Quote precisely the final stretch of the listing: start at the line containing "Keypoint placement rule: for each instance of the gas" and stop after the last line.
# Input records start
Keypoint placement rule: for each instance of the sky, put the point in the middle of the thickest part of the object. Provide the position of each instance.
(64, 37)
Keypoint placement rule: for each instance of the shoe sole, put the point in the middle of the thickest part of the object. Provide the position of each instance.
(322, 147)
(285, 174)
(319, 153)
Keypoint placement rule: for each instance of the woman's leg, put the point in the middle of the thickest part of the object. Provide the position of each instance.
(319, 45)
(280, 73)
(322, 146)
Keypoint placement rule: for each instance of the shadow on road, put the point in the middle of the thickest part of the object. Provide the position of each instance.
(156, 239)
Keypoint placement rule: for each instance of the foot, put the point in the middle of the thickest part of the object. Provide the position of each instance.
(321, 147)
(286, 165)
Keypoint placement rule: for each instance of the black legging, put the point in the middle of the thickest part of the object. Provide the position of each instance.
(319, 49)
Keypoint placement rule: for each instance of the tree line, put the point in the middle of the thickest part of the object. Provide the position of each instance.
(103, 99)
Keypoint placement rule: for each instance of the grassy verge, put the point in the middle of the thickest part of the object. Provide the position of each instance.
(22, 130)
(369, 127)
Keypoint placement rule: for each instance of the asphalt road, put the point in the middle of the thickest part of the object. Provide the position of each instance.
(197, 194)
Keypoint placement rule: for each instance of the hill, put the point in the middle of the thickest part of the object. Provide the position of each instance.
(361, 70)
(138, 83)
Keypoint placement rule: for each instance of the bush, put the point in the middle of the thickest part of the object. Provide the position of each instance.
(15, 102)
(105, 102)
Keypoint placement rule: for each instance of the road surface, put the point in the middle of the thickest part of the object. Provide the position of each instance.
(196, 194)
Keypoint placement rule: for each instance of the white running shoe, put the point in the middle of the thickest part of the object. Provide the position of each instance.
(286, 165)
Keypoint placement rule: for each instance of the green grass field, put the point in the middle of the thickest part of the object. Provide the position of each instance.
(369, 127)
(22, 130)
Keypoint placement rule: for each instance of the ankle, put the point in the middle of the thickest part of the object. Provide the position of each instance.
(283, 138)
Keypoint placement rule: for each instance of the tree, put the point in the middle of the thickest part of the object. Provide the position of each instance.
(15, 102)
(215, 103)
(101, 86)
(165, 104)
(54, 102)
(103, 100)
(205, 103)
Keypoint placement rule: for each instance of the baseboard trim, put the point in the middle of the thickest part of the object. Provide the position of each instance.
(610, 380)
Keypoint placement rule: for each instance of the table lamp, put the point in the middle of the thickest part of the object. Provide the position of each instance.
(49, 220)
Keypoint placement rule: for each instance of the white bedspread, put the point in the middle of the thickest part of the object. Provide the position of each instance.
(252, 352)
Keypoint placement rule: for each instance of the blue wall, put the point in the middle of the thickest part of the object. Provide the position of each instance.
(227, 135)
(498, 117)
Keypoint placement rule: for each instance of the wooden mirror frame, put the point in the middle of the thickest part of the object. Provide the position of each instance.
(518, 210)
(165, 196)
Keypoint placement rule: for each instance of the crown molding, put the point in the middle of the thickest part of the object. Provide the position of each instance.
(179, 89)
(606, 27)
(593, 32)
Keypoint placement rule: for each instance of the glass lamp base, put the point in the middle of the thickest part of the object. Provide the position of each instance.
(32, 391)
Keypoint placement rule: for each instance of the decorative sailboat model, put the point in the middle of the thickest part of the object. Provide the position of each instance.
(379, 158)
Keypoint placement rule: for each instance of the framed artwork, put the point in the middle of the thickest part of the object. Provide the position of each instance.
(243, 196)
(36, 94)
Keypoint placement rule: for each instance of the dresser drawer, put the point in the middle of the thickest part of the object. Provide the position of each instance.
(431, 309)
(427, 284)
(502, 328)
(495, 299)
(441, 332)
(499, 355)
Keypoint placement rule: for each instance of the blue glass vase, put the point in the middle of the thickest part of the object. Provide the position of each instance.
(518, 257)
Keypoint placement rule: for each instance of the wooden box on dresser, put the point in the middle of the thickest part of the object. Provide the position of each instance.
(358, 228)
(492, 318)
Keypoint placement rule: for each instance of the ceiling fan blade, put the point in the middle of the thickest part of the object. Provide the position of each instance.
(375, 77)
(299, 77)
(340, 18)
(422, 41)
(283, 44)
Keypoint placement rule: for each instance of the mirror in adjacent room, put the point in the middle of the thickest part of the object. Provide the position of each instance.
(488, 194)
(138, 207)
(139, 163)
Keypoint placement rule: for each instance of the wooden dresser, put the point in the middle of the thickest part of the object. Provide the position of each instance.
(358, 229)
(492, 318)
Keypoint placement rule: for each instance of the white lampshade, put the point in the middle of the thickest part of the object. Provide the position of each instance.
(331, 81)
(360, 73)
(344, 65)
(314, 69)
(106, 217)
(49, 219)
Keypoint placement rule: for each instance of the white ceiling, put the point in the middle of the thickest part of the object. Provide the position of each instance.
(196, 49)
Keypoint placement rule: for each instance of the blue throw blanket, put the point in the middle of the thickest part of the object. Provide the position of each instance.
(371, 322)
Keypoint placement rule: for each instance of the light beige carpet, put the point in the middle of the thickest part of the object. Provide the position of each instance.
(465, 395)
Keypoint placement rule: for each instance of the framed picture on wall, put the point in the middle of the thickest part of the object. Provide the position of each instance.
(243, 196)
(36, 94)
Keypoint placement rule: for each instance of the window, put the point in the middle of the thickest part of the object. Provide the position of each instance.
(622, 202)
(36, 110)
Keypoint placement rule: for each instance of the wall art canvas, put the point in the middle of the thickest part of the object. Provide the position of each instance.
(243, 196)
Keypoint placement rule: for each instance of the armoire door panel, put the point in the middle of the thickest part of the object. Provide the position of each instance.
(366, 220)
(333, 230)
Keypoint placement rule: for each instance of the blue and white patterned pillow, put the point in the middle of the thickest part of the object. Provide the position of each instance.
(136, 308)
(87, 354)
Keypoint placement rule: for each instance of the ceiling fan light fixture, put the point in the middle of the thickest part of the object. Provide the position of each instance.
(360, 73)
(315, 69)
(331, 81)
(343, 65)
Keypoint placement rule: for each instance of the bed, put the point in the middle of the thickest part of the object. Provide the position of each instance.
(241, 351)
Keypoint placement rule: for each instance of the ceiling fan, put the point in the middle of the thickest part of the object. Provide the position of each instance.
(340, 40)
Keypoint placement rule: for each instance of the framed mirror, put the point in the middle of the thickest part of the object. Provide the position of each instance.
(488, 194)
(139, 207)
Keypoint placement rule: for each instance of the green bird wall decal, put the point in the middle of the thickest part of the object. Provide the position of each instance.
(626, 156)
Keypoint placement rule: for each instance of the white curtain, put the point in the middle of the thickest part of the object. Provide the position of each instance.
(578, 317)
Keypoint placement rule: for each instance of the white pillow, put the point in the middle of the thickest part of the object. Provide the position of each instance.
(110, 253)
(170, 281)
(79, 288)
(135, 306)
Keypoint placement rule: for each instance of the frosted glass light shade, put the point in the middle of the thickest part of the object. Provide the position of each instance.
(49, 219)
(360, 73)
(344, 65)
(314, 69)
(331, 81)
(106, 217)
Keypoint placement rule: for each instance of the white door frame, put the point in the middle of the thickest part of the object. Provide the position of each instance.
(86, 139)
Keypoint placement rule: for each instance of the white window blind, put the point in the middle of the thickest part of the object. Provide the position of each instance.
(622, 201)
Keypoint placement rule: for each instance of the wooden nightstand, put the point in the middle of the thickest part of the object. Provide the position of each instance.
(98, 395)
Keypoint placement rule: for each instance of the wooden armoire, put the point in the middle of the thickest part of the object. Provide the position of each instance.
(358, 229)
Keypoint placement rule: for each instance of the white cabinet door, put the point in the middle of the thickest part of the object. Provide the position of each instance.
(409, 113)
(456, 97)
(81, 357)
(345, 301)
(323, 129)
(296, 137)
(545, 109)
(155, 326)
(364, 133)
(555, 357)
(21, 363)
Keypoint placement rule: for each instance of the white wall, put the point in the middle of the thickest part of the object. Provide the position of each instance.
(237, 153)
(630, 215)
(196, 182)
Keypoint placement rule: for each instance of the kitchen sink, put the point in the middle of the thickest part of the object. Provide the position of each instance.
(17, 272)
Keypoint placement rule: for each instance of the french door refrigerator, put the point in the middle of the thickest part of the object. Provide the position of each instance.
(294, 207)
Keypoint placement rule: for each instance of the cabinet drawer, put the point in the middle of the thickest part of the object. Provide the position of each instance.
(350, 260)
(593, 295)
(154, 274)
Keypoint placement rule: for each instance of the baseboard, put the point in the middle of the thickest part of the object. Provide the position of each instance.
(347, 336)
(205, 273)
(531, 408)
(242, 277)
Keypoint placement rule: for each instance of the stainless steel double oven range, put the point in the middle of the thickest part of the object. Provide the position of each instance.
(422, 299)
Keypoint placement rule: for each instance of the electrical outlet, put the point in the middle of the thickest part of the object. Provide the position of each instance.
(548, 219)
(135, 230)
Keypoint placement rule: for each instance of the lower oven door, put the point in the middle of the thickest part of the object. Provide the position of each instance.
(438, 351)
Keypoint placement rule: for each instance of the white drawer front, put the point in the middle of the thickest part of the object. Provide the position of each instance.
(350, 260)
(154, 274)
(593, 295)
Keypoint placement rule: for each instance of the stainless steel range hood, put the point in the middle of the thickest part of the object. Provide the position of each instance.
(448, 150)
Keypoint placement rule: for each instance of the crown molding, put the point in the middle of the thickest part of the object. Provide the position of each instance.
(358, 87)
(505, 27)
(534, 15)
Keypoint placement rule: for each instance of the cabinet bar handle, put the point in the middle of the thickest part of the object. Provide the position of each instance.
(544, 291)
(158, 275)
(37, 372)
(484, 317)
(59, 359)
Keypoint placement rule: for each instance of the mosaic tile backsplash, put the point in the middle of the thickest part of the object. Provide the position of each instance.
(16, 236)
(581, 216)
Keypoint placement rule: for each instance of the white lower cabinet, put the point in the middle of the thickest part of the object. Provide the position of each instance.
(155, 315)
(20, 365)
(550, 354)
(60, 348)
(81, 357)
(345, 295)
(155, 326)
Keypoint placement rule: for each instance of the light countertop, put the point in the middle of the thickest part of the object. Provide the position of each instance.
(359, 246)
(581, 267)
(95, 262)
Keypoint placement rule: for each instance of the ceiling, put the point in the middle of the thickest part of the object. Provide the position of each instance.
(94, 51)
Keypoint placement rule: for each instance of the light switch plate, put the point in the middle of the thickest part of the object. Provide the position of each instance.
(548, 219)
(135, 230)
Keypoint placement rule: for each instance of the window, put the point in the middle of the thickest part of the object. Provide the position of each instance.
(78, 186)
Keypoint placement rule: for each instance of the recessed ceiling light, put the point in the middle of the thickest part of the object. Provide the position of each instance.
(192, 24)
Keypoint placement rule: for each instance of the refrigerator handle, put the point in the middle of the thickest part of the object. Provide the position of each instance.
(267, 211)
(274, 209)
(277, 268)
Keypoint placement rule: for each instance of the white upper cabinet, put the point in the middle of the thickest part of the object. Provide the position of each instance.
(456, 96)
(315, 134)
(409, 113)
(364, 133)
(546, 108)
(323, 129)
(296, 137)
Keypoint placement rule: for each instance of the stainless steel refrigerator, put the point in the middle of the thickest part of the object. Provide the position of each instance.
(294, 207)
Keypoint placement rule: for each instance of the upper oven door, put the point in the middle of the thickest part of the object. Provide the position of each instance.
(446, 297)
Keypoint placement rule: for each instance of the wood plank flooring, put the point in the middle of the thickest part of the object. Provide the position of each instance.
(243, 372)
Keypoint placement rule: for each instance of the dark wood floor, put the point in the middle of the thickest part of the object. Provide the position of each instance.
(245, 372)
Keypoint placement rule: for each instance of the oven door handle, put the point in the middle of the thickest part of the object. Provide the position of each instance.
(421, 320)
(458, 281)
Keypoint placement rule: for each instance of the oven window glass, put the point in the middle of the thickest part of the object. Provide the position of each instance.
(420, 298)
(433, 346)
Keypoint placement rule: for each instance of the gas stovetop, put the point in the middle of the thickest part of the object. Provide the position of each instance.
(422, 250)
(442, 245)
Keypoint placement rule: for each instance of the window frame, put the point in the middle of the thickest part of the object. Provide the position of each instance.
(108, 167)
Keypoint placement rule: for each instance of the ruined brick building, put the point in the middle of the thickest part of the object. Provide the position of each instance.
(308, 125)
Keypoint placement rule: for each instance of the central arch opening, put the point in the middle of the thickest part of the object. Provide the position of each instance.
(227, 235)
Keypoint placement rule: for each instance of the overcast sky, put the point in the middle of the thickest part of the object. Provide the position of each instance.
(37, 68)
# Input records end
Solved problem →
Keypoint placement rule: for each instance of the gas stovetop, put the point in the middle of the thickest part of the object. Provide the position of each instance.
(422, 250)
(442, 245)
Keypoint placement rule: for each instance of the window frame, put the point in the middle of the thickest part of the object. Provide the position of each instance.
(108, 167)
Keypoint placement rule: for each instance of the ruined brick building, put the point in the middle of the thickest part of the object. Provide the position of each instance.
(308, 125)
Keypoint placement rule: for each instance of the central arch opening, put the point in the middle of the thickest part of the object. Provide the position of each instance.
(227, 235)
Keypoint placement rule: for each instance of the overcast sky, put the point in the middle of the thickest part of the object. Provide the position of each instance.
(37, 68)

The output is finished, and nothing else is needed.